Passage given
╔══

Please, fix the case of Opentelemety -> OpenTelemetry to make it consistent with the summary text.

ggiguash · 2025-03-06T11:40:26Z

test/suites/optional/observability.robot

+    [Documentation]    The service starts after MicroShift starts and thus will start generating pertinant log data
+    ...    right away. When the suite is executed, immediately get the cursor for the current
+    Setup Suite
+    ${cur}    Get Journal Cursor


Should we specify a unit here?
There seems to be a race condition here. Since we're testing a new unit, should we not just parse the logs from the beginning after we get enough lines there?

The missing unit was an oversight on my part. Fixed now. I don't understand what you mean about the race condition though. Can you elaborate?

test/suites/optional/observability.robot

assets/optional/observability/02-cluster-role.yaml

ggiguash · 2025-03-19T09:24:25Z

packaging/observability/opentelemetry-collector.yaml

+# workload resource usage for CPU, Memory, Disk, and Network. Included also are all cluster events of "Warning" type.
+
+# This configuration exports:
+# - Contain, Pod, and Node metrics


What is "Contain"?

oops, lost and er there :D

packaging/observability/opentelemetry-collector.yaml

packaging/rpm/microshift.spec

ggiguash · 2025-03-19T09:29:33Z

packaging/rpm/microshift.spec

+%dir %{_prefix}/lib/microshift/manifests.d/003-microshift-observability
+%dir %{_sharedstatedir}/microshift-observability
+%{_unitdir}/microshift-observability.service
+%{_presetdir}/90-enable-microshift-observability.preset


Why do we need this preset?

If the observability rpm were installed without the preset, then it's disabled by default and systemctl enable microshift command doesn't propagate to dependencies. That, coupled with the service settings RequiredBy=microshift.service, means that microshift itself can't start without the user manually enabling the observability service.

This way, the user isn't required to manage the service, as it's handled automatically.

╚══

Task input
╔══

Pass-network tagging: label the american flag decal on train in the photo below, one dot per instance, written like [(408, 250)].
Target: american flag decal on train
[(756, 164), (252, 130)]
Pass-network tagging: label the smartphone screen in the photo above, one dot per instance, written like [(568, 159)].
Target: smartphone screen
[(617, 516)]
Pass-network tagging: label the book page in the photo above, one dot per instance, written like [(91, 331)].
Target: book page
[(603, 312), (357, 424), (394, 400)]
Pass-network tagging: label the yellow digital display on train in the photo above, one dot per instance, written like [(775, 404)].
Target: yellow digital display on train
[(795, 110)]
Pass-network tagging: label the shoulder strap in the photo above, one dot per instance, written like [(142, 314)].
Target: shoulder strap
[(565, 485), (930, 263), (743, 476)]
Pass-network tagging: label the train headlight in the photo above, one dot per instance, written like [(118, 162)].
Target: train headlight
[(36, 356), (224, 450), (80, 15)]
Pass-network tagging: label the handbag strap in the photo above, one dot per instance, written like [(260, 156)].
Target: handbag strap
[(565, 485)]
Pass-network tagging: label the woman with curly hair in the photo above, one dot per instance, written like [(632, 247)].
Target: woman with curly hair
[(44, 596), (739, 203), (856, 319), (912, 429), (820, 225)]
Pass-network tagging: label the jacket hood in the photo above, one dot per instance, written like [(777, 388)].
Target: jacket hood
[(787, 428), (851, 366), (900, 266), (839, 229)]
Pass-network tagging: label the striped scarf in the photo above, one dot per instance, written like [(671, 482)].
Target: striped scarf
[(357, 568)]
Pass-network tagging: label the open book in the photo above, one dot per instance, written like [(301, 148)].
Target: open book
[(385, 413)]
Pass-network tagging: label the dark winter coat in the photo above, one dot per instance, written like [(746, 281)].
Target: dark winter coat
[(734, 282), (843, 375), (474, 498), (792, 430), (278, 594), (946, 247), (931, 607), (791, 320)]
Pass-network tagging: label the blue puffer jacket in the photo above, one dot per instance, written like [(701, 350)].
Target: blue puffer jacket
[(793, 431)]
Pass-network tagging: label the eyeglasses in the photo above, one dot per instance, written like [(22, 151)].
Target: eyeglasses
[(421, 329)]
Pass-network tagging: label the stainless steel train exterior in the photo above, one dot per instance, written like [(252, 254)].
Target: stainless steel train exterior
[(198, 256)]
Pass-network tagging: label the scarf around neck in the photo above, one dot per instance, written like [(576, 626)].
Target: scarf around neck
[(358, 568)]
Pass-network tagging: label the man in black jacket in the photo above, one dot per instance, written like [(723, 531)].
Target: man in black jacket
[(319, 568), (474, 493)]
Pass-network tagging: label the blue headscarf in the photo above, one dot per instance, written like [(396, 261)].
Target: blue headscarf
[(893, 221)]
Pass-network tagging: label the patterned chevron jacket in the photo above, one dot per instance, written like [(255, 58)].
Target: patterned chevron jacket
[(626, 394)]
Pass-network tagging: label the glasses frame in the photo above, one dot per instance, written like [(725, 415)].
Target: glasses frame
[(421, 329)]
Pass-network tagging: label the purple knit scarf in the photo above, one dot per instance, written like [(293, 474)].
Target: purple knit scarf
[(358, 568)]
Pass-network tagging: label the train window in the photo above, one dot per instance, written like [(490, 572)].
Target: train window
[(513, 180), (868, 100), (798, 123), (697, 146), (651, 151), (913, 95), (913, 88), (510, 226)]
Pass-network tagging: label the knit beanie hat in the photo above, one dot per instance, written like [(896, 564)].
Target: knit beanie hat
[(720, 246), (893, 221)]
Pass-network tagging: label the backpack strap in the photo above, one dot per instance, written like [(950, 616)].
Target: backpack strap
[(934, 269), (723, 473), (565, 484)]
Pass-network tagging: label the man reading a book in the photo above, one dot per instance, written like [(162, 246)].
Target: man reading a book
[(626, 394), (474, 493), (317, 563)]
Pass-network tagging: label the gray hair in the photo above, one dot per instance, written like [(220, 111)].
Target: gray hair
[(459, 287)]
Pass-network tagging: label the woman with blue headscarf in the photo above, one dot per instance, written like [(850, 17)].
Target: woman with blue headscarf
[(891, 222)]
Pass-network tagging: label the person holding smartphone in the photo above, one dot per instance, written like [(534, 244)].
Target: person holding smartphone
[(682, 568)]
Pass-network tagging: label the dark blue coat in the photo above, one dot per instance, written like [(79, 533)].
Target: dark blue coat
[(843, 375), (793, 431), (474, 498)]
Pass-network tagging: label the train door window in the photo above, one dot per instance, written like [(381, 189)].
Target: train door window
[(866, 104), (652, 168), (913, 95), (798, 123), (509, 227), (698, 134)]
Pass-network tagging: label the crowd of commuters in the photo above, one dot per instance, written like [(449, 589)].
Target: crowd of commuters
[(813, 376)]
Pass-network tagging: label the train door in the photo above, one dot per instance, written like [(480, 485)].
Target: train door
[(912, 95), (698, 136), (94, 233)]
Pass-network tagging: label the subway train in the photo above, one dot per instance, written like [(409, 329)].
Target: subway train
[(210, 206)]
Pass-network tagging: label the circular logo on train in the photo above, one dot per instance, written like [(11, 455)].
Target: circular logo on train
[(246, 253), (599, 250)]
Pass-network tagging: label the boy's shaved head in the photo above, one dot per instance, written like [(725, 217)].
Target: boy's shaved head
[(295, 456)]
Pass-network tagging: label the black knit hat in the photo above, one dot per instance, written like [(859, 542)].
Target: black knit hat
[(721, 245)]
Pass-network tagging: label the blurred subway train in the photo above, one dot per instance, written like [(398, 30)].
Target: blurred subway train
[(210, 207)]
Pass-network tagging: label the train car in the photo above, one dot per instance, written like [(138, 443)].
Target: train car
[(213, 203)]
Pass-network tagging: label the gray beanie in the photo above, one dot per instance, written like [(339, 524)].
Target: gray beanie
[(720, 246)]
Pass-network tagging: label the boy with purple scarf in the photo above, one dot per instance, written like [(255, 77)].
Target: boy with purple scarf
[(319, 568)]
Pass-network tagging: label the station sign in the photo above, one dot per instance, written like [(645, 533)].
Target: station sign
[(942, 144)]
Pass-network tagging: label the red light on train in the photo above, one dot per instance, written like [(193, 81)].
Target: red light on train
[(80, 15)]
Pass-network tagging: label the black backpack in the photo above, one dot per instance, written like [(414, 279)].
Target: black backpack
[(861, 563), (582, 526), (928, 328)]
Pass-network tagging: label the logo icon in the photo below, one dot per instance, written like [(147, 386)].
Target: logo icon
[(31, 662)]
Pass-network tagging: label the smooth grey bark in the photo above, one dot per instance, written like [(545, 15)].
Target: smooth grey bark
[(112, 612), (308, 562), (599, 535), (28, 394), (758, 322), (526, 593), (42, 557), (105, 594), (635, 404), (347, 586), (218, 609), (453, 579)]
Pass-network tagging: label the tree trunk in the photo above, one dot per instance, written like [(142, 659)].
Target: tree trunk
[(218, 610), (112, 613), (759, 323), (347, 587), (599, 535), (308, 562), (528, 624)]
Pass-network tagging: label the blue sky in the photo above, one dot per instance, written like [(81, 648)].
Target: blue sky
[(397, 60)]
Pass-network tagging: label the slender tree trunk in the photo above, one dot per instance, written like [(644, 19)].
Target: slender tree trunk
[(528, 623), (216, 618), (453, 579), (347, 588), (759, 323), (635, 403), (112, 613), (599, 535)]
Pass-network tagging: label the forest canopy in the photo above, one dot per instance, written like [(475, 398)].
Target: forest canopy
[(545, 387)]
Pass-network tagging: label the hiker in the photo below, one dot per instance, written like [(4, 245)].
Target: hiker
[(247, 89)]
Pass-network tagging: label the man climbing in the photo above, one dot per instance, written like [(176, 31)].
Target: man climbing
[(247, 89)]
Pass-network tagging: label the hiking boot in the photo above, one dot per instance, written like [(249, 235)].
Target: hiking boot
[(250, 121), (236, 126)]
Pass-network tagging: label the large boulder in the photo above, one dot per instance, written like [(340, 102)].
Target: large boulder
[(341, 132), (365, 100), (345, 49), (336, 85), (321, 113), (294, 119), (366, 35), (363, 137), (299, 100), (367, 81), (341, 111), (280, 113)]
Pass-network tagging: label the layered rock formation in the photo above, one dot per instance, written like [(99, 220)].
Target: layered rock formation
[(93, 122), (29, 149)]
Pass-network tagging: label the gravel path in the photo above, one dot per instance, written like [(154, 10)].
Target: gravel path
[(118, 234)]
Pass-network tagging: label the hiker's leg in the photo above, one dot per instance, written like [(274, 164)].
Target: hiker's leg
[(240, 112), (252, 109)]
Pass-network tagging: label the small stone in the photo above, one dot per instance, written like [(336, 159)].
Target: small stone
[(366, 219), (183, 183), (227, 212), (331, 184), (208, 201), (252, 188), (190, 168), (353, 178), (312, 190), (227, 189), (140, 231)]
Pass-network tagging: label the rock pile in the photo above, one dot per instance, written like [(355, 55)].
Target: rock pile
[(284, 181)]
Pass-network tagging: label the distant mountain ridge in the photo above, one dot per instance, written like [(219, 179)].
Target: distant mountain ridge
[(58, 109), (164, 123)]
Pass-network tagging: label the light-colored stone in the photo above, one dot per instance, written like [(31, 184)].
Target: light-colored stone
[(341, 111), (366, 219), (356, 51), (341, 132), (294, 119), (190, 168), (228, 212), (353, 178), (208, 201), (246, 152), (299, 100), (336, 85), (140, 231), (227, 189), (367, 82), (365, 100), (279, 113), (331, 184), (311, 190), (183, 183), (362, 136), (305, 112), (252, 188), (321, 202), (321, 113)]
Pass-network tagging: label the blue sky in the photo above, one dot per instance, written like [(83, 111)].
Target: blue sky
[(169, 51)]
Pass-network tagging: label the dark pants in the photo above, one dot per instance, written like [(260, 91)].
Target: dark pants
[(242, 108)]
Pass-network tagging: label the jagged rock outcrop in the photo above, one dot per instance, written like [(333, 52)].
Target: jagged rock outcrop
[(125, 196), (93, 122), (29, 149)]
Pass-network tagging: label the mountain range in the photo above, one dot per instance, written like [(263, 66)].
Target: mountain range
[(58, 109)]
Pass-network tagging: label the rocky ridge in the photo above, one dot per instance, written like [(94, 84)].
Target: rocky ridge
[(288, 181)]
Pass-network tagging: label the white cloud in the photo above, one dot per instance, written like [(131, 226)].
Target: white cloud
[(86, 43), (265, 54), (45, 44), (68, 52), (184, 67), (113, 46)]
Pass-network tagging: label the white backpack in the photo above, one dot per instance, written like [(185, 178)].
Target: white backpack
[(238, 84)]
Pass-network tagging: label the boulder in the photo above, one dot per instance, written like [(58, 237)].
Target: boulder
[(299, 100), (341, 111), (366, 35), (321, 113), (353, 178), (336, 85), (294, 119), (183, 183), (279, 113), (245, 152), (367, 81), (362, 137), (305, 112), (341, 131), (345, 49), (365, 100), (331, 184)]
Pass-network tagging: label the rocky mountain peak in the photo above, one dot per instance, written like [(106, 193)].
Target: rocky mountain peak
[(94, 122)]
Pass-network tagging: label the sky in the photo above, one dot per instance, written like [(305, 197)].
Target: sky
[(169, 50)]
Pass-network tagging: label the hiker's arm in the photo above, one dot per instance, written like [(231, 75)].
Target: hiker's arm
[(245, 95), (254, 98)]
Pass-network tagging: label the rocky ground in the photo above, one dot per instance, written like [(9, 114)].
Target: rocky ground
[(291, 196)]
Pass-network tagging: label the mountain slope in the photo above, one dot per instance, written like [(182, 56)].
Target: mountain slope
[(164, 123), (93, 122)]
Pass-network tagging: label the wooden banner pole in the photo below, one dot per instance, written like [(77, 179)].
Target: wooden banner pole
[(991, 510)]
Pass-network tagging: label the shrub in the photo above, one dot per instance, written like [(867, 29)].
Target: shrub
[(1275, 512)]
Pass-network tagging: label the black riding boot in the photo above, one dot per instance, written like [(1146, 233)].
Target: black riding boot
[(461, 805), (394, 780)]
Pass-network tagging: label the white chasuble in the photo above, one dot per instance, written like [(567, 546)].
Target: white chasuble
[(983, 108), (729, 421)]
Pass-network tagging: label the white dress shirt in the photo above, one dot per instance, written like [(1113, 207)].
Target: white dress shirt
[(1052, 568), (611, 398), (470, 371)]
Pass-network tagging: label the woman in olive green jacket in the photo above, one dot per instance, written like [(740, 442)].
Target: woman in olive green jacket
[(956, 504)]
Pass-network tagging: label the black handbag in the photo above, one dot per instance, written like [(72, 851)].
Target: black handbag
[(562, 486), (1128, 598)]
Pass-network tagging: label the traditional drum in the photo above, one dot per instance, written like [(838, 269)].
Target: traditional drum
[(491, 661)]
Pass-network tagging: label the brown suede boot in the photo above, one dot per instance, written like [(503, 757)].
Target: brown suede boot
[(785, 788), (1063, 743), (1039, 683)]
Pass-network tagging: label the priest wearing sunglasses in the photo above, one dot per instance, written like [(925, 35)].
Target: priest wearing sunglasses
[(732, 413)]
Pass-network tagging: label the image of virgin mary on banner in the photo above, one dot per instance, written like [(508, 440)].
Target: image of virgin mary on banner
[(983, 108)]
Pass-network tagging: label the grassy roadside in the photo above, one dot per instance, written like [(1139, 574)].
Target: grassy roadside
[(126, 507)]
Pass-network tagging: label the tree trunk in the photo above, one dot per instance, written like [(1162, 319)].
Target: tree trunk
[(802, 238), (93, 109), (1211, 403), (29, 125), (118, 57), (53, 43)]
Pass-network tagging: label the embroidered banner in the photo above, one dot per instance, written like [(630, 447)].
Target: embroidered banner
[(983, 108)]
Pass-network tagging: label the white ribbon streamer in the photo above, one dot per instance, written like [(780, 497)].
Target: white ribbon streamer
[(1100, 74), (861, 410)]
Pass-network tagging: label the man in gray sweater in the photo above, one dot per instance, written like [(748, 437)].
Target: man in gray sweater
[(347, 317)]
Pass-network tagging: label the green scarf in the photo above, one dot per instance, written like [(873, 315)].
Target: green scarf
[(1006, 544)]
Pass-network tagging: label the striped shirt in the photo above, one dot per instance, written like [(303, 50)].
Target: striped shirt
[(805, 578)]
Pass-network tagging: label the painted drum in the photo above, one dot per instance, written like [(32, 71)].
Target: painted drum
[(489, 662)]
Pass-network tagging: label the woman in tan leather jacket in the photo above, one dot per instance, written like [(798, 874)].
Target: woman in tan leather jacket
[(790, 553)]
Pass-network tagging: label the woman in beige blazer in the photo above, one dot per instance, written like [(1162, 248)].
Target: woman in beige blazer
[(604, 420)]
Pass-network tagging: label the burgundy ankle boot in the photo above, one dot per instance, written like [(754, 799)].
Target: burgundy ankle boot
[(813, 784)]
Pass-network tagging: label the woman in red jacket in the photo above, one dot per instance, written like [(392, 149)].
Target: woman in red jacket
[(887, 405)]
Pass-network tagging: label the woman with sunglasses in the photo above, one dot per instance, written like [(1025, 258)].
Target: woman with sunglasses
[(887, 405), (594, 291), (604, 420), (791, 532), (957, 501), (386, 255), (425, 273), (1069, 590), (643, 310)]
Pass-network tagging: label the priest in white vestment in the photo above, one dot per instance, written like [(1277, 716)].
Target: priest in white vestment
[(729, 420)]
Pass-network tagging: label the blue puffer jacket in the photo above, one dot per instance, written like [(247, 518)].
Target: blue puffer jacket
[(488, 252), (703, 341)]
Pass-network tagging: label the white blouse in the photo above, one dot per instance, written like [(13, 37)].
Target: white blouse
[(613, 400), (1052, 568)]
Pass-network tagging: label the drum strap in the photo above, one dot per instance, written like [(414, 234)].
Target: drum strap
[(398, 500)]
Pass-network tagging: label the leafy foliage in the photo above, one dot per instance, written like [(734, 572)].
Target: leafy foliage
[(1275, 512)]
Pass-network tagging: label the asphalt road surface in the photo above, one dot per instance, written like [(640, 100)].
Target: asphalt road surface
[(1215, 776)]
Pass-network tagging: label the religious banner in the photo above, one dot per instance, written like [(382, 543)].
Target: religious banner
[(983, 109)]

╚══

Request 1
Rewrite the code review thread's paragraph that begins "If the observability rpm were installed" as a short list that keeps its main facts.
Request 2
In the records, substitute "Object" for "Target" starting with the line containing "Pass-network tagging: label the black knit" and going on through the line containing "[(31, 662)]". Give back only those lines.
The code review thread and the records have no connection to each other.

Reply 1
- Without the preset, the observability rpm installs with its service disabled by default.
- The systemctl enable microshift command does not pass the enablement on to dependencies.
- The observability service is set with RequiredBy=microshift.service.
- As a result, microshift cannot start unless the user manually enables the observability service.

Reply 2
Pass-network tagging: label the black knit hat in the photo above, one dot per instance, written like [(859, 542)].
Object: black knit hat
[(721, 245)]
Pass-network tagging: label the blurred subway train in the photo above, one dot per instance, written like [(398, 30)].
Object: blurred subway train
[(210, 207)]
Pass-network tagging: label the train car in the photo above, one dot per instance, written like [(138, 443)].
Object: train car
[(213, 203)]
Pass-network tagging: label the gray beanie in the photo above, one dot per instance, written like [(339, 524)].
Object: gray beanie
[(720, 246)]
Pass-network tagging: label the boy with purple scarf in the photo above, one dot per instance, written like [(255, 77)].
Object: boy with purple scarf
[(319, 568)]
Pass-network tagging: label the station sign in the photo above, one dot per instance, written like [(645, 533)].
Object: station sign
[(942, 144)]
Pass-network tagging: label the red light on train in the photo above, one dot per instance, written like [(193, 81)].
Object: red light on train
[(80, 15)]
Pass-network tagging: label the black backpack in the photo above, one dot per instance, written like [(414, 279)].
Object: black backpack
[(861, 563), (582, 526), (928, 328)]
Pass-network tagging: label the logo icon in the photo below, one dot per instance, written like [(147, 386)].
Object: logo icon
[(31, 662)]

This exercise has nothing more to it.